* [Given task]: Reproduce every one of the records below word for word, keeping each line unchanged.

Segmentation annotation records
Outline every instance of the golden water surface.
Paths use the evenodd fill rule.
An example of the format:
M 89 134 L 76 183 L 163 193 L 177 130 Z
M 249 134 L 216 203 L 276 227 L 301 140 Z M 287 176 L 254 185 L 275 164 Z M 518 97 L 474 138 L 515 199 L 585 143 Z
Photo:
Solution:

* [Exercise output]:
Outline every instance of the golden water surface.
Paths use the evenodd fill rule.
An example of the format:
M 89 134 L 76 183 L 163 193 L 177 130 Z
M 249 134 L 216 203 L 276 227 L 301 140 Z M 287 176 L 254 185 L 275 164 Z M 518 97 L 474 138 L 515 199 L 585 143 Z
Photo:
Solution:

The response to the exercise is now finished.